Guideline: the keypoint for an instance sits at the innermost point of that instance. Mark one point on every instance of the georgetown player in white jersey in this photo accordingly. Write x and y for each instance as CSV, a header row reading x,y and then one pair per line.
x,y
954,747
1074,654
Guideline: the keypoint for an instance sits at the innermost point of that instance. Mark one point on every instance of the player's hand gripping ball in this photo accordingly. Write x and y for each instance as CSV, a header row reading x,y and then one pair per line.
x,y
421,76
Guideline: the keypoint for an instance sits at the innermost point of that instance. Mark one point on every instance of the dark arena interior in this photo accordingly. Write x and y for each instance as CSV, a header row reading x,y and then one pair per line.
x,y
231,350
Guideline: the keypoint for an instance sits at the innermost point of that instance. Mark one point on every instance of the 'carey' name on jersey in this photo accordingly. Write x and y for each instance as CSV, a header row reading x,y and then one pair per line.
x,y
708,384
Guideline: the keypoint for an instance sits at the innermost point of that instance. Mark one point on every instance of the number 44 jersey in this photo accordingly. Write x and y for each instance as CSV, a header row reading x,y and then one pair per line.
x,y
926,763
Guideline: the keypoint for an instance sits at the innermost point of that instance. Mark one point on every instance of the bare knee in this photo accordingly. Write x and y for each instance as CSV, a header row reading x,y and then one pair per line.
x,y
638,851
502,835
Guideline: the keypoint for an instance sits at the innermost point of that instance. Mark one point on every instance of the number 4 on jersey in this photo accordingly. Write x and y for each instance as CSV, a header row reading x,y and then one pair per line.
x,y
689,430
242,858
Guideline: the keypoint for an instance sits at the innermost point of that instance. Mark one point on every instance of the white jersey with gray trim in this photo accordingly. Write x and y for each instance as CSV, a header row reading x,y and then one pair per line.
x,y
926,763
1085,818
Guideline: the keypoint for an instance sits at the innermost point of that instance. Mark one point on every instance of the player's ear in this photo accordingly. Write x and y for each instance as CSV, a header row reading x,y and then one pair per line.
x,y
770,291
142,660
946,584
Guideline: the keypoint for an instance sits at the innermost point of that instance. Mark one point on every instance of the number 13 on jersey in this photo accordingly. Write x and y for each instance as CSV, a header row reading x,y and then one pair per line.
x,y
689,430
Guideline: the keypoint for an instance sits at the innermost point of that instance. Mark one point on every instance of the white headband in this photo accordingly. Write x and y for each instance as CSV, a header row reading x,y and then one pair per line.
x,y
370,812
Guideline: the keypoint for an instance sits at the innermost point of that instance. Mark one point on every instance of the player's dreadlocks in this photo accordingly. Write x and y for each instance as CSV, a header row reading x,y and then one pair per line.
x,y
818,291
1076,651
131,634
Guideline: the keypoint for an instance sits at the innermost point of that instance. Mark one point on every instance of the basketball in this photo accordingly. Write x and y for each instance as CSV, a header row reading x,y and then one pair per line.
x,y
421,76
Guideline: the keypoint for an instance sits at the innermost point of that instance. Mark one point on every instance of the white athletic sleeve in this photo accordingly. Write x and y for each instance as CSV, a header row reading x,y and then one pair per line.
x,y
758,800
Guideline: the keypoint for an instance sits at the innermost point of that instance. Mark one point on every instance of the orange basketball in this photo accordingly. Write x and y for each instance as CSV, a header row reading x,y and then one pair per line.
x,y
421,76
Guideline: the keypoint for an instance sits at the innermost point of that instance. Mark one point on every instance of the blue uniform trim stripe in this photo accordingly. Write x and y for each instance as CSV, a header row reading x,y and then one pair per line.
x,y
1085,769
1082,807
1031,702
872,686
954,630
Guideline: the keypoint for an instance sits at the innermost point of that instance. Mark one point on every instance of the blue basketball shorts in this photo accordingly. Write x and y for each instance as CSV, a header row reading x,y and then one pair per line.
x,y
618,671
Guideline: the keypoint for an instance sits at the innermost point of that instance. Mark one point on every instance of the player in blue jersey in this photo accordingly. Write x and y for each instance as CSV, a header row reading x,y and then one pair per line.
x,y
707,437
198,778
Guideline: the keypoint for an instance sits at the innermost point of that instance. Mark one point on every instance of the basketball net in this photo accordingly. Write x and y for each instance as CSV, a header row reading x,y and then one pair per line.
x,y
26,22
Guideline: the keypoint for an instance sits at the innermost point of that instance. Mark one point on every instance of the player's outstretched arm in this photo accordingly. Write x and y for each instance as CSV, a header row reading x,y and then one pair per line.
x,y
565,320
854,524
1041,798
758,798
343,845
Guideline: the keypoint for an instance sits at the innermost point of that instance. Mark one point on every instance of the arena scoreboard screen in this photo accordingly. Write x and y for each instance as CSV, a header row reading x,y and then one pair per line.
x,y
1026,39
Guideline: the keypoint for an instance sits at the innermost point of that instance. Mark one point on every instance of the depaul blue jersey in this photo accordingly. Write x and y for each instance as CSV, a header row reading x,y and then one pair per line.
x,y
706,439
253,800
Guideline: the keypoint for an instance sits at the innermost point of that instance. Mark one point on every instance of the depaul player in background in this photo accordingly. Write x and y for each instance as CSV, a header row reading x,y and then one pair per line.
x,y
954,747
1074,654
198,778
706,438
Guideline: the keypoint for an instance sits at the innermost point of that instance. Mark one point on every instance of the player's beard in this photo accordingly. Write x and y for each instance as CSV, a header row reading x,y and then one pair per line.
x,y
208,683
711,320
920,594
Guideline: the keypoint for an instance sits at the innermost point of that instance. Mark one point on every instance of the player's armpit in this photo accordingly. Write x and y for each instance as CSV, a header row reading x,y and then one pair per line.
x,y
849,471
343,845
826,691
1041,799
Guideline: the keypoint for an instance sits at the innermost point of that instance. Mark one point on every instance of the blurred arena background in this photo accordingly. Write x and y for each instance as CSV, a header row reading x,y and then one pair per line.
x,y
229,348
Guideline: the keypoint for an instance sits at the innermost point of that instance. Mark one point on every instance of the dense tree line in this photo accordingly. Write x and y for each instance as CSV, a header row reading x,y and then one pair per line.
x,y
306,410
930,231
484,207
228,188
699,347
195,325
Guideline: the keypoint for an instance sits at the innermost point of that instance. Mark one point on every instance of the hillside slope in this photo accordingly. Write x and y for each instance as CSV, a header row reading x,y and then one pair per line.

◆ ◆ ◆ ◆ ◆ ◆ ◆

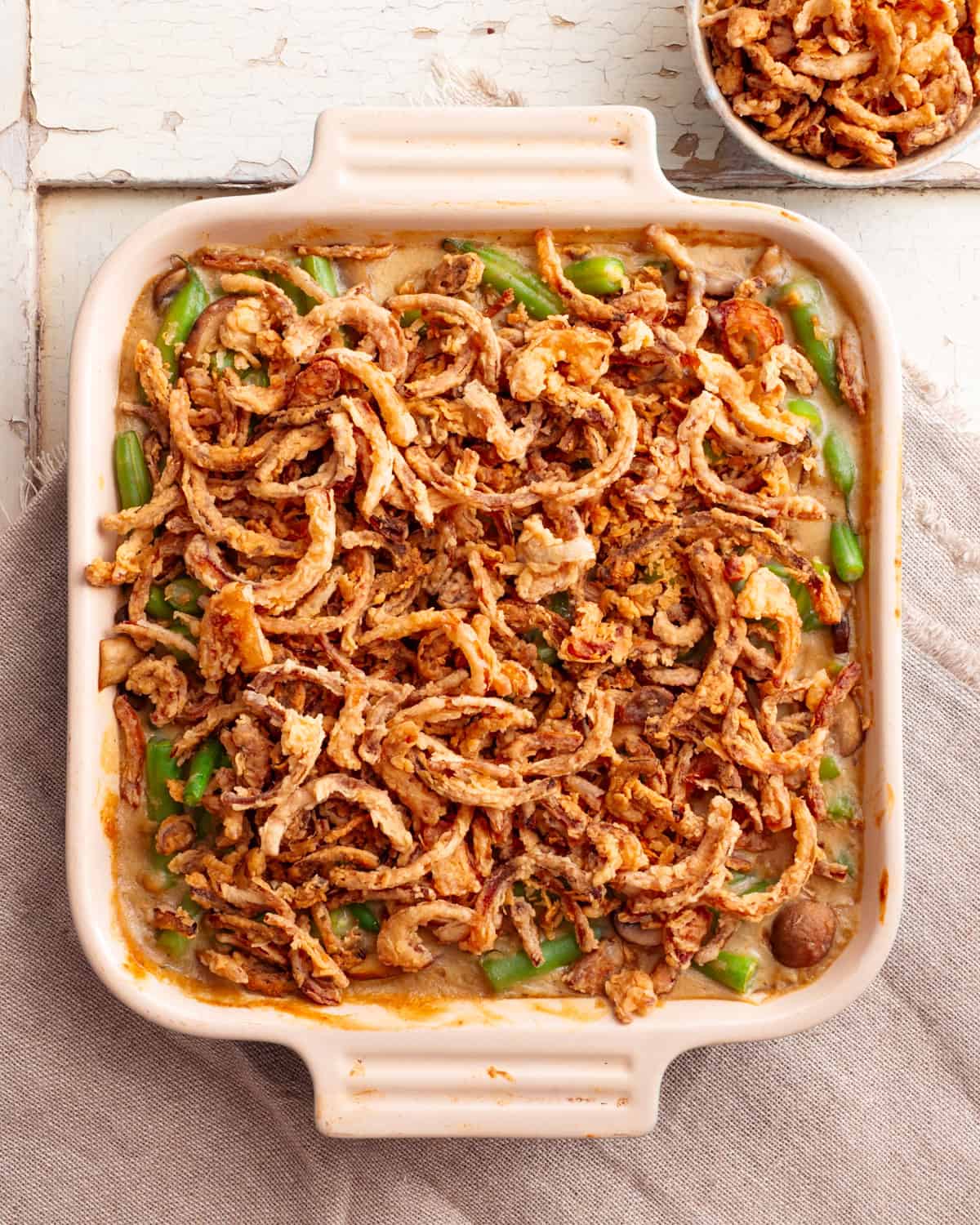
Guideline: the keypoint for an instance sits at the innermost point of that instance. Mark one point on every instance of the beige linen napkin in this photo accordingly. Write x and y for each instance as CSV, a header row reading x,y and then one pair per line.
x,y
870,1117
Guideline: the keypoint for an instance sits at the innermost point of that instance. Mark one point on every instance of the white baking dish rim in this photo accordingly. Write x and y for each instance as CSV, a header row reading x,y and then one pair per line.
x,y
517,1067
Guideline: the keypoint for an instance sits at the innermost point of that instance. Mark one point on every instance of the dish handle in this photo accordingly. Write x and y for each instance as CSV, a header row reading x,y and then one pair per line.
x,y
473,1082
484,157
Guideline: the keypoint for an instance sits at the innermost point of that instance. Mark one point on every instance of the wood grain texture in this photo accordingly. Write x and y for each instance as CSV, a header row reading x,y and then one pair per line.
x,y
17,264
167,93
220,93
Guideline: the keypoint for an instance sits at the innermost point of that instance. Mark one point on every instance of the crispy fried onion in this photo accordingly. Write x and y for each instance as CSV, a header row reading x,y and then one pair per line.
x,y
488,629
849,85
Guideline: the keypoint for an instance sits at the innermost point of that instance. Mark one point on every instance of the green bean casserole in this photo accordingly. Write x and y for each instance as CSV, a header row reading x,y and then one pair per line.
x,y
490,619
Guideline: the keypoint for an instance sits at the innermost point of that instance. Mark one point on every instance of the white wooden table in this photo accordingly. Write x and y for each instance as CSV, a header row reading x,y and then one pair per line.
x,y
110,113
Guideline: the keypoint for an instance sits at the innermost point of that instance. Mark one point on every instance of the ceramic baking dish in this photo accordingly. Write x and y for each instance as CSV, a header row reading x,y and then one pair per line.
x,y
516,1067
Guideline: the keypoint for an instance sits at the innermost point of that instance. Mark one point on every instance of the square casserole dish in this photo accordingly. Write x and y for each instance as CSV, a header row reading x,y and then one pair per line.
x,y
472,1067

◆ ◆ ◆ ◆ ◆ ◆ ◆

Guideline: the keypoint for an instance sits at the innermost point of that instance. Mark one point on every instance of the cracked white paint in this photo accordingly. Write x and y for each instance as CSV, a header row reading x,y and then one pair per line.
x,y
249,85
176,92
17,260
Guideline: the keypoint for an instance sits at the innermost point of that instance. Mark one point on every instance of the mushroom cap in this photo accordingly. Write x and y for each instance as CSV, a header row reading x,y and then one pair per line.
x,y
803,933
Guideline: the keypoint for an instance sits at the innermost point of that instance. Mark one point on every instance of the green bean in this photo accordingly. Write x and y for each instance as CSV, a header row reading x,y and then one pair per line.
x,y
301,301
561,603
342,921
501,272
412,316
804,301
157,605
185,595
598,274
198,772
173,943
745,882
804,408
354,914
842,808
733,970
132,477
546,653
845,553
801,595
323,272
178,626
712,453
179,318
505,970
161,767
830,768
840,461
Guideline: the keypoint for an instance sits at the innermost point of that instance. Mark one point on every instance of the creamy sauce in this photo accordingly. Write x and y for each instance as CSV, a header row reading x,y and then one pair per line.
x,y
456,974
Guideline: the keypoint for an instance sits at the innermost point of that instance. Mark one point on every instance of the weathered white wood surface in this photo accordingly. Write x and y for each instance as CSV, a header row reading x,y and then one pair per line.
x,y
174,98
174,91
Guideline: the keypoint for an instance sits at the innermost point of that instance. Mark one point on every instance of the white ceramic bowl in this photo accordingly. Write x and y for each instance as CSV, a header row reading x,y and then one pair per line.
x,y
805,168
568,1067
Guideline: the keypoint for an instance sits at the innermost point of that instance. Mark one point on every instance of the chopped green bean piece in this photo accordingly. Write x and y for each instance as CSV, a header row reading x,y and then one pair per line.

◆ ◆ ◆ ◆ ◆ ◆ ◆

> **Problem description**
Please transcribe only the lines in the records above running from the line that has "of the blurred" through the line that has "of the hillside", both included, exactly as they appear.

> **Task solution**
Guideline: the keypoint for an instance sits at the innermost point of that instance. Mark one point on every instance of the blurred arena background in this photo accordingly. Write x and y for each instance as CSV, a header row reading x,y and then one pair per line.
x,y
229,348
Guideline: the keypoint for an instance sits at the innermost point of that instance. Mark one point on every instance of the dense tree line in this photo accordingly. Write x and y for each instance as CSV, a header row reading x,y and then one pair per line.
x,y
306,410
930,231
484,207
228,188
699,347
195,325
Guideline: the keypoint for an instance sits at the innermost point of that instance. Mark one point on every instance of the hillside slope in this photo accordingly. Write x and y for each instance as CSV, a header row reading x,y and then one pair per line.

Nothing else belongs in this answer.